Your instructions: Could you render the stretch of the entries below, from their first line through the line containing "224L188 218L187 209L178", as a JSON list of strings with one string per line and blank lines left out?

Start Listing

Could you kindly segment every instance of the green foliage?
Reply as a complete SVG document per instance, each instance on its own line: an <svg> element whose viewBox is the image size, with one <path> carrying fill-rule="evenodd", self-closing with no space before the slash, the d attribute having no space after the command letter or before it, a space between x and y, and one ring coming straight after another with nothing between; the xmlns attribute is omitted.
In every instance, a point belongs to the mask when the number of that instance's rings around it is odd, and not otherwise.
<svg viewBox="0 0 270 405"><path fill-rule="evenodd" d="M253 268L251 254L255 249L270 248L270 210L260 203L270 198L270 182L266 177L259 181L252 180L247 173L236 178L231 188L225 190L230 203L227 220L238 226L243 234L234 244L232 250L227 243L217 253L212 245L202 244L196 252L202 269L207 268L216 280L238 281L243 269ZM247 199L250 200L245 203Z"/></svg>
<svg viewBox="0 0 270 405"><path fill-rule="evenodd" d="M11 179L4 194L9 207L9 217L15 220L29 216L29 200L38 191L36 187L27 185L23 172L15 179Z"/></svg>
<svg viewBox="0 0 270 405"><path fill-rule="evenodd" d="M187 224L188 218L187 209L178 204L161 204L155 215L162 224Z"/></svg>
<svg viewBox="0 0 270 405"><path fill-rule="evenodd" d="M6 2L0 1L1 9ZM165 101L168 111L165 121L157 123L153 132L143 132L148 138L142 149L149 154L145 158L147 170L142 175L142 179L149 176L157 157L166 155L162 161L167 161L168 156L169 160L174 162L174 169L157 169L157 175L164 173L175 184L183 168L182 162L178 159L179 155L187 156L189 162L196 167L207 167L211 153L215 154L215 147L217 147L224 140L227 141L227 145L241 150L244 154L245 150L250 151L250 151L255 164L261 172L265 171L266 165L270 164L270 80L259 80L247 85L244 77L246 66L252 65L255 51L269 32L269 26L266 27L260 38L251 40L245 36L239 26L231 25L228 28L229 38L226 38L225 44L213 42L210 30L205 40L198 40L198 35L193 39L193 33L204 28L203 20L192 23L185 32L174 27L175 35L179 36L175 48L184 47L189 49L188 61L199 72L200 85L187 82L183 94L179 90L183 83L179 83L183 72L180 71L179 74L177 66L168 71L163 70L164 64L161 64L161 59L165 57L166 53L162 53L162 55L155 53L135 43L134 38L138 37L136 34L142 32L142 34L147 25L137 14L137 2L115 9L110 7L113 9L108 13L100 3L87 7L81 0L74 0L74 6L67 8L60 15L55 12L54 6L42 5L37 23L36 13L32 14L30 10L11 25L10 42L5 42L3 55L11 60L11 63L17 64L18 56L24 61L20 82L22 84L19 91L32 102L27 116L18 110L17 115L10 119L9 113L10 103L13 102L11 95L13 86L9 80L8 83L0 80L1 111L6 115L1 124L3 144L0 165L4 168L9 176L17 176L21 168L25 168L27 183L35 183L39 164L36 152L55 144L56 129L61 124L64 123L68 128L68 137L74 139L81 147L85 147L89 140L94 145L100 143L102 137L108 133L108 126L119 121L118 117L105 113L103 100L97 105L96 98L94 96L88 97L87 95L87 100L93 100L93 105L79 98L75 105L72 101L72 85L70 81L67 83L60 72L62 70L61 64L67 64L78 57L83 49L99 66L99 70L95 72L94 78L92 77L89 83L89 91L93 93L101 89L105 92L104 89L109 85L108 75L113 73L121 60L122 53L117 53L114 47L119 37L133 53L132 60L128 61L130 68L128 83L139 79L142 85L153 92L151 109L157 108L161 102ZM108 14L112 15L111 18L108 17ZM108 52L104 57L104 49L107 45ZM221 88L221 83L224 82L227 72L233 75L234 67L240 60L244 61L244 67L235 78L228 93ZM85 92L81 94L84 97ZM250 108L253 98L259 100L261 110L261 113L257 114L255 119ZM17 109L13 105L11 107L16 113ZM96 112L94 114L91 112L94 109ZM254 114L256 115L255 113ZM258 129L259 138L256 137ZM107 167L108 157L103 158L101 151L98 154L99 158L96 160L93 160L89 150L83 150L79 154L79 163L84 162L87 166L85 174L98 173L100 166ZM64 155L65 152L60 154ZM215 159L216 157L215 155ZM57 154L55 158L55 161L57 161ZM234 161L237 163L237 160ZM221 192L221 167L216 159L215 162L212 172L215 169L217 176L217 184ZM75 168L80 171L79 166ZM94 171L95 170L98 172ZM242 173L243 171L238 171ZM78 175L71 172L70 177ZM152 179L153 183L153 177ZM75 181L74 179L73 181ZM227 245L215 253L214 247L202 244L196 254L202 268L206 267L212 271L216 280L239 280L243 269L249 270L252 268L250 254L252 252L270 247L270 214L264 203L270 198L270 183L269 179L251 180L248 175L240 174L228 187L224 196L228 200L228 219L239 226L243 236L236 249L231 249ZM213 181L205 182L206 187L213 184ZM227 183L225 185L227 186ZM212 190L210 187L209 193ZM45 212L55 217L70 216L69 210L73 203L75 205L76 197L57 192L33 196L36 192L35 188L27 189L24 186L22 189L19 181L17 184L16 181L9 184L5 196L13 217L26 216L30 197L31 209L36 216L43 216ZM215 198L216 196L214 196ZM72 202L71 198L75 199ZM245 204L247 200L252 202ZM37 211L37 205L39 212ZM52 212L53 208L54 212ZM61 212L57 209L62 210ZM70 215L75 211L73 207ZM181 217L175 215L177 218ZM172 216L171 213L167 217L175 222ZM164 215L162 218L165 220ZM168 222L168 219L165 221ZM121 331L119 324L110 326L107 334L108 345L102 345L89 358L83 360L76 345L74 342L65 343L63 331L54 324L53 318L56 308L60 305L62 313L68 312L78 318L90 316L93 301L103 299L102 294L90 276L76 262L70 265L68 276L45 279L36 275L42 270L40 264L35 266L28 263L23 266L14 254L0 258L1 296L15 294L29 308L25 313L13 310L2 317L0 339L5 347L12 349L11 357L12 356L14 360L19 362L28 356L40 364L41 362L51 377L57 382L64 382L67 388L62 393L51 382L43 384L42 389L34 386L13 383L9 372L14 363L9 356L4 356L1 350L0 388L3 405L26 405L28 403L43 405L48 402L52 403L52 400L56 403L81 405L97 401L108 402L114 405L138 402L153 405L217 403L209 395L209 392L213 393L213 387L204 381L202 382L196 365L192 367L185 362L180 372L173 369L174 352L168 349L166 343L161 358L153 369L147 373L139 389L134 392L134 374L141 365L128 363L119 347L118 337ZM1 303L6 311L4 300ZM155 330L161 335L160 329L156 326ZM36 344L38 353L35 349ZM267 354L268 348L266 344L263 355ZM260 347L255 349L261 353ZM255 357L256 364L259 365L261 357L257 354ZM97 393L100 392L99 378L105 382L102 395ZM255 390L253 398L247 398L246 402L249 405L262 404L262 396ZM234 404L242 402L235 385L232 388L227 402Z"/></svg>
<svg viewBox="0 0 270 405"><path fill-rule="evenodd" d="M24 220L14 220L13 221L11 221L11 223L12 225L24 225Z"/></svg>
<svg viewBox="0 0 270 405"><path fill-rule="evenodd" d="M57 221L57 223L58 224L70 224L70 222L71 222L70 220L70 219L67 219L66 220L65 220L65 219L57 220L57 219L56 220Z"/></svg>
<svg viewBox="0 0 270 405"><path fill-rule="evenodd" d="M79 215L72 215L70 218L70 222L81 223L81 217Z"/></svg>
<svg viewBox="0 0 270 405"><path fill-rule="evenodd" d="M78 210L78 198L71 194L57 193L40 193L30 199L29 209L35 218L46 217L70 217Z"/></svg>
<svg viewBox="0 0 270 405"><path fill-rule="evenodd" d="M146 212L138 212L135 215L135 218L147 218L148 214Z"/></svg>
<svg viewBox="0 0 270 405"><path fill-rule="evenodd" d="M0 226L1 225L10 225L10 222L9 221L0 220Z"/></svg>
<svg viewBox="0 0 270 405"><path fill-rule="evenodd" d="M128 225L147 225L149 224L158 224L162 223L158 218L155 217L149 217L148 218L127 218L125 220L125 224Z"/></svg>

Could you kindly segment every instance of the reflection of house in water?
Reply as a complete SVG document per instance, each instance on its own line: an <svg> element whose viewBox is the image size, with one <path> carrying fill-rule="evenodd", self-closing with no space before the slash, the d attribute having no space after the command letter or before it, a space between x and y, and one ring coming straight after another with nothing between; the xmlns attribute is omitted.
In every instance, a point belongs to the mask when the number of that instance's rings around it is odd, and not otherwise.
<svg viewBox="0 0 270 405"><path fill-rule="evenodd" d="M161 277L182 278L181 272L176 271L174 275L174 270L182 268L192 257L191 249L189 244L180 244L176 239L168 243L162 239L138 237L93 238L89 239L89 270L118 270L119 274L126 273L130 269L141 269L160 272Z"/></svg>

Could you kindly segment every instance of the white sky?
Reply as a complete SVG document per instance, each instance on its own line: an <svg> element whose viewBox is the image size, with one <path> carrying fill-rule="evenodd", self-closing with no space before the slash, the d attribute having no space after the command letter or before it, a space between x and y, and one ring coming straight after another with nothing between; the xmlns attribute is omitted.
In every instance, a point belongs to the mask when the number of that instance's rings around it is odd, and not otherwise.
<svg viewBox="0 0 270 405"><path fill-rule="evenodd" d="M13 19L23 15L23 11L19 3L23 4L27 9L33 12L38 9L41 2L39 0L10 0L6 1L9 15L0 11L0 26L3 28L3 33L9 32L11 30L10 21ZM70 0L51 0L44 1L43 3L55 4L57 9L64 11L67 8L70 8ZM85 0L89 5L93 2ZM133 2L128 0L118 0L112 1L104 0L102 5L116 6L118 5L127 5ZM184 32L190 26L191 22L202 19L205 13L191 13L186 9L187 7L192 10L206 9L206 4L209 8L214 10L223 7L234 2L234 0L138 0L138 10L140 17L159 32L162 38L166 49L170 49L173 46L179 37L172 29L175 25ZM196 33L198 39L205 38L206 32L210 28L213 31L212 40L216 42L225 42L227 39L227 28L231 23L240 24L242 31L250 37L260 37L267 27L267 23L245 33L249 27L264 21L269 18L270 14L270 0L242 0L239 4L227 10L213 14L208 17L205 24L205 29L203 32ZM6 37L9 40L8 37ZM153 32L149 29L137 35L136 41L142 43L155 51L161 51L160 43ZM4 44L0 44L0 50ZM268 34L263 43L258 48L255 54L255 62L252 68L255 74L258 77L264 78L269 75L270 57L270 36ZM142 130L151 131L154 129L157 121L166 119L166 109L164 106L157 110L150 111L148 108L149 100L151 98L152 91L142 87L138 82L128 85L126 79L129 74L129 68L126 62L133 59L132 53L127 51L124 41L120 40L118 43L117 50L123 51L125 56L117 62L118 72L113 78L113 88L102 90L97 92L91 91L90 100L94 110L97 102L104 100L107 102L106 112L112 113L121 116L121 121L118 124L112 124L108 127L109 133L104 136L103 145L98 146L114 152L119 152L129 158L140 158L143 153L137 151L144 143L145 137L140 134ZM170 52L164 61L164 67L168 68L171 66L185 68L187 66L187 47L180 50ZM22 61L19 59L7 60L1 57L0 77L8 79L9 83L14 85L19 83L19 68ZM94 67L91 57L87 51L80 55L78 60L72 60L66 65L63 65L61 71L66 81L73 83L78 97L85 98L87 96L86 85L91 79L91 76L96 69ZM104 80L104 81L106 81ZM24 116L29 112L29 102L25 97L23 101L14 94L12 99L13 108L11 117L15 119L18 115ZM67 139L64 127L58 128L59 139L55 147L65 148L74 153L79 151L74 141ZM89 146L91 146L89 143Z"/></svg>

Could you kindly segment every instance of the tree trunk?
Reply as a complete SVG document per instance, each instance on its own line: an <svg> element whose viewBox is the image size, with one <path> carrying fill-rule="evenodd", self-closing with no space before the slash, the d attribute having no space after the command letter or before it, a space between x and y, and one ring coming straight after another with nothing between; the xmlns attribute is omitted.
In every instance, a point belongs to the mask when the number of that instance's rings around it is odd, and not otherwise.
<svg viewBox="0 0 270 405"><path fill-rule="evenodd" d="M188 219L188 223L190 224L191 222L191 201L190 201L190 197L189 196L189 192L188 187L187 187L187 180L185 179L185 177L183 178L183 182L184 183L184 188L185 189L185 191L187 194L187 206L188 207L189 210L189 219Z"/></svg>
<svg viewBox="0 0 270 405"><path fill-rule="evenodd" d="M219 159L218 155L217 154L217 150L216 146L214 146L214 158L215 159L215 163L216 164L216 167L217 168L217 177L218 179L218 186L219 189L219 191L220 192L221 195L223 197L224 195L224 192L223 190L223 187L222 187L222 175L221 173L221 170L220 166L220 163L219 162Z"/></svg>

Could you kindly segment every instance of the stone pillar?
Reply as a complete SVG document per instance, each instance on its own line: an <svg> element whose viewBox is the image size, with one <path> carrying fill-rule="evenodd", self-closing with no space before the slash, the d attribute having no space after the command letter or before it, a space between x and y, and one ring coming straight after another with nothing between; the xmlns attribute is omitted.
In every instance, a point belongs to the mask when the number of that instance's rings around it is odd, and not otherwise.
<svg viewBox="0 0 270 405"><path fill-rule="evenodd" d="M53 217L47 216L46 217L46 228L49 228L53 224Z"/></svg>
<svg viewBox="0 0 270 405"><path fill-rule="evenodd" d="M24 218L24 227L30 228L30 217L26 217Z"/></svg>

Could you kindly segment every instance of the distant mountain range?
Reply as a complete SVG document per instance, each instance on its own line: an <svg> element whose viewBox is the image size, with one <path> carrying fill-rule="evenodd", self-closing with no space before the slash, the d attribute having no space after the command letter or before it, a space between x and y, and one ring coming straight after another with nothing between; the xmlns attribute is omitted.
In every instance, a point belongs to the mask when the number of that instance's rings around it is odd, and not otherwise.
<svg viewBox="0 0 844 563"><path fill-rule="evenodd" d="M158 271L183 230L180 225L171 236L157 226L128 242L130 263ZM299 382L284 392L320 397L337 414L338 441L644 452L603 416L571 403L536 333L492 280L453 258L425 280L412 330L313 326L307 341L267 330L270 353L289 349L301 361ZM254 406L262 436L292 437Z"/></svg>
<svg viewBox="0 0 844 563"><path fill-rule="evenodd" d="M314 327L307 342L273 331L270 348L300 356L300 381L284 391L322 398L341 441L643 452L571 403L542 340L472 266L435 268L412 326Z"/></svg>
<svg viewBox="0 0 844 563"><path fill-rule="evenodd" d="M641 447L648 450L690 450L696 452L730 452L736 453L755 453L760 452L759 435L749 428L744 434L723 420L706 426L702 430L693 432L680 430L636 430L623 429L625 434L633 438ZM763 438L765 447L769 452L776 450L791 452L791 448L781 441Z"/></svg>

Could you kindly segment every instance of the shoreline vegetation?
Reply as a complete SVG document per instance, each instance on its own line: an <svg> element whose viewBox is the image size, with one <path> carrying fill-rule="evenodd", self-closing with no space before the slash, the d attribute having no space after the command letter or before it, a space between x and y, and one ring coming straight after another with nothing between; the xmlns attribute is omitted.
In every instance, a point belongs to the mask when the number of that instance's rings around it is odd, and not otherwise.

End Listing

Task solution:
[
  "Could you kindly segment every instance of the green foliage?",
  "Reply as a complete SVG document per instance, each instance on its own line: an <svg> element whose viewBox is the image size, with one <path> carrying fill-rule=\"evenodd\", self-closing with no space before the slash, the d attribute having no space after the command letter or before it, a space between x and y, and one ring coming straight after another with nothing between; the xmlns attribute is omitted.",
  "In every instance, a point belongs to the mask when the number of that instance's rings around it is odd, and not otherwise.",
  "<svg viewBox=\"0 0 270 405\"><path fill-rule=\"evenodd\" d=\"M253 268L251 254L255 249L270 248L270 210L260 203L270 198L270 182L266 177L259 181L252 180L247 173L236 178L231 188L225 190L230 203L227 220L238 226L243 234L234 244L232 250L227 243L217 253L212 245L202 244L196 252L202 269L207 268L216 280L238 281L243 269ZM247 199L250 200L245 203Z\"/></svg>",
  "<svg viewBox=\"0 0 270 405\"><path fill-rule=\"evenodd\" d=\"M11 179L4 194L9 207L9 217L15 220L29 216L29 200L38 191L36 187L27 185L23 172L15 179Z\"/></svg>",
  "<svg viewBox=\"0 0 270 405\"><path fill-rule=\"evenodd\" d=\"M187 224L188 218L187 209L178 204L161 204L155 215L162 224Z\"/></svg>"
]